◆ Document segment:

# Expats in San Remo, Liguria



## Barbara Fowles-Pazdro

Are there any expats in San Remo?
Recently moved here, and looking for new contacts / friends.
Barbara


----------



## Tonymax290161

Barbara Fowles-Pazdro said:


> Are there any expats in San Remo?
> Recently moved here, and looking for new contacts / friends.
> Barbara


Hi Barbara,
We are considering that area to move to in a couple of years... I know you haven't been there long but what is your initial impression?
thanks Angela


----------



## TrishNP

*Ciao*

Hello Barbara,

My name is Trish. I am going to be in Sanremo for about 6 weeks, arriving mid June. Are you still there. If so, maybe we could get together for a coffee. 

Trish


----------



## 19/58Cooper

Hi Barbara, There’s lots of expats on Super Yachts in Porto Sole.


----------



## sue roberts

Hi barbara we are looking to move to the area from bahrain, where we have been for a few years - how is the area for dog walking and friendliness?we have 5 who will be relocating with us - we are wondering if it may be wiser to buy somewhere inland with more garden and cheaper - my husband will commute to zurich from nice airport, how far would you say is the commute from san remo to nice?


----------



## 19/58Cooper

Hi Sue,
I’ve been in Sanremo since the start of October 2018. Here are my impressions so far. 
Sanremo is a great place to live, the local people are very friendly and lovely to deal with. 
I do find siesta a tad frustrating but I’m sure that’s only because I can’t take siesta myself. You do get used to it - It’d be even easier if you’re taking it. 
Day drinking is a thing but the Italians consider it poor form to get out of shape. 
The town is really pretty and the surrounding mountains and villages are gorgeous. Sanremo is large enough to have plenty to do and small enough not to be impersonal. There’s a good local fresh produce market with another close by in Imperia. Sanremo is located in easy day or weekend away distance to some of the most stunning places I’ve seen. 
The climate is moderate. 
You can ski in the morning and swim in the afternoon if that’s your thing. There’s plenty of great local restaurants and some pretty cool bars. The coffee is great and the wine is cheap and drinkable. 
The parking in town is a challenge but not expensive if you park in the underground stations. Small cars are almost a necessity if you want to drive and park in the old part of town. 
Sanremo is well serviced by public transport trains and buses. Taxis are expensive in Italy. 
There is a really active community here with events and festivals to suit all tastes all year round. Recent events include the music festival, flower festival and the KTM Motorcycle enduro - starting and finishing at the port. Plenty of choice. 
Italian drivers at first seem crazy but at some point there’s a realisation that it’s organised chaos, surprisingly they are very courteous to cyclists.

◆ Data:
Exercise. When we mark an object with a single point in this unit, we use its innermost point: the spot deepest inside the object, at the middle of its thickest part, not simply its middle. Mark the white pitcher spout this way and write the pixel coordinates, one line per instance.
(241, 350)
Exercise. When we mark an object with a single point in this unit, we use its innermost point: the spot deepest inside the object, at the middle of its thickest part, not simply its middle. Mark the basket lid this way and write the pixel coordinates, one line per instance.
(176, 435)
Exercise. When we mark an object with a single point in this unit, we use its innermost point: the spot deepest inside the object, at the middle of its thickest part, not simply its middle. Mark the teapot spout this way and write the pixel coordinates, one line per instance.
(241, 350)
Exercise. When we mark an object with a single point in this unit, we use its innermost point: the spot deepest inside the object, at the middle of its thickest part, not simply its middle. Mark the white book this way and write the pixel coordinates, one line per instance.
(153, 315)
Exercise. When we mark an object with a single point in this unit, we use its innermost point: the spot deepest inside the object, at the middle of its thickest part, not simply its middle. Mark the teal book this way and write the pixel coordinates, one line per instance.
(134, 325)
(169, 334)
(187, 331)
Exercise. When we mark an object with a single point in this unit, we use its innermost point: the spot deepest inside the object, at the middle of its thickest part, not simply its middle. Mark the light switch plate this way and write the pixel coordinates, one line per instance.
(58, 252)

...

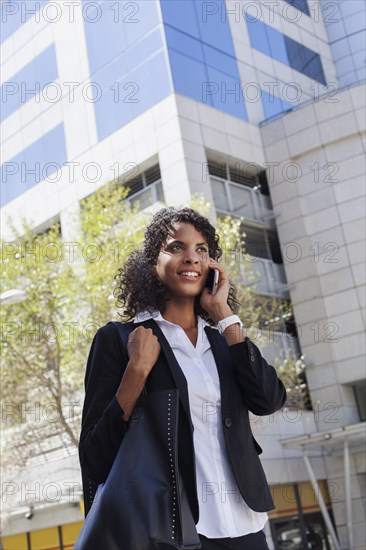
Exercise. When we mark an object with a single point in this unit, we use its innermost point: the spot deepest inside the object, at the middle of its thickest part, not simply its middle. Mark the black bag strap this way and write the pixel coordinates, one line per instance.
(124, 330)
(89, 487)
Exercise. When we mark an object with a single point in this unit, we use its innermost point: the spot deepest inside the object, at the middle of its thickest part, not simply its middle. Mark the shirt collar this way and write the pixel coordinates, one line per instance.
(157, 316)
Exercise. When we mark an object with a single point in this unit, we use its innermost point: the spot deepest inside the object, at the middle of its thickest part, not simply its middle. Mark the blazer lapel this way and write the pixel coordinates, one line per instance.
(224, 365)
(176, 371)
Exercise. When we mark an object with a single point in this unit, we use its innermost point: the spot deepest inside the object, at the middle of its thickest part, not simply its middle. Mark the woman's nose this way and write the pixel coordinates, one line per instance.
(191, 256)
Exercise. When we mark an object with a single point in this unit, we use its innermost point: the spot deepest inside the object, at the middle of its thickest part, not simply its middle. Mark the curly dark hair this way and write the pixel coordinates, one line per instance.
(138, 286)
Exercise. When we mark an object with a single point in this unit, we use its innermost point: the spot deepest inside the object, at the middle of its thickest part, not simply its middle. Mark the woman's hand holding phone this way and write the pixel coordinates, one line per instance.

==

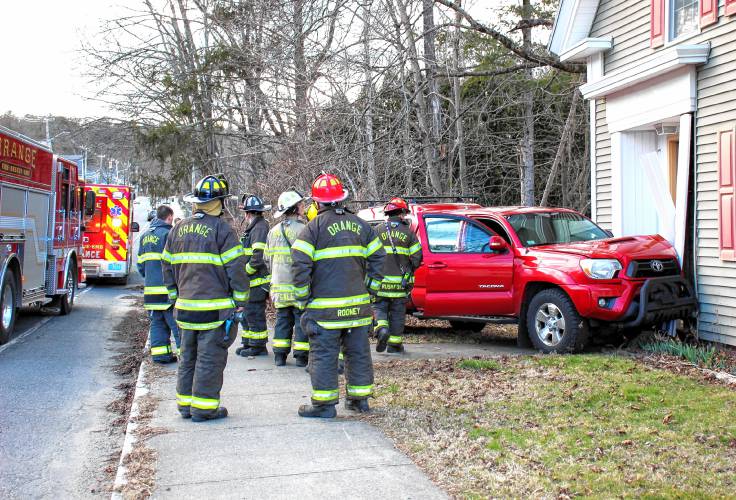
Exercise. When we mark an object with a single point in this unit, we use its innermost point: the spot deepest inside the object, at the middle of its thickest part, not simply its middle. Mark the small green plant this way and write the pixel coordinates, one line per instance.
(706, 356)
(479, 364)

◆ Written exercise: In the San Remo expat thread, when did 19/58Cooper start living in Sanremo? The items have nothing to do with the San Remo expat thread.

◆ Completed exercise: At the start of October 2018.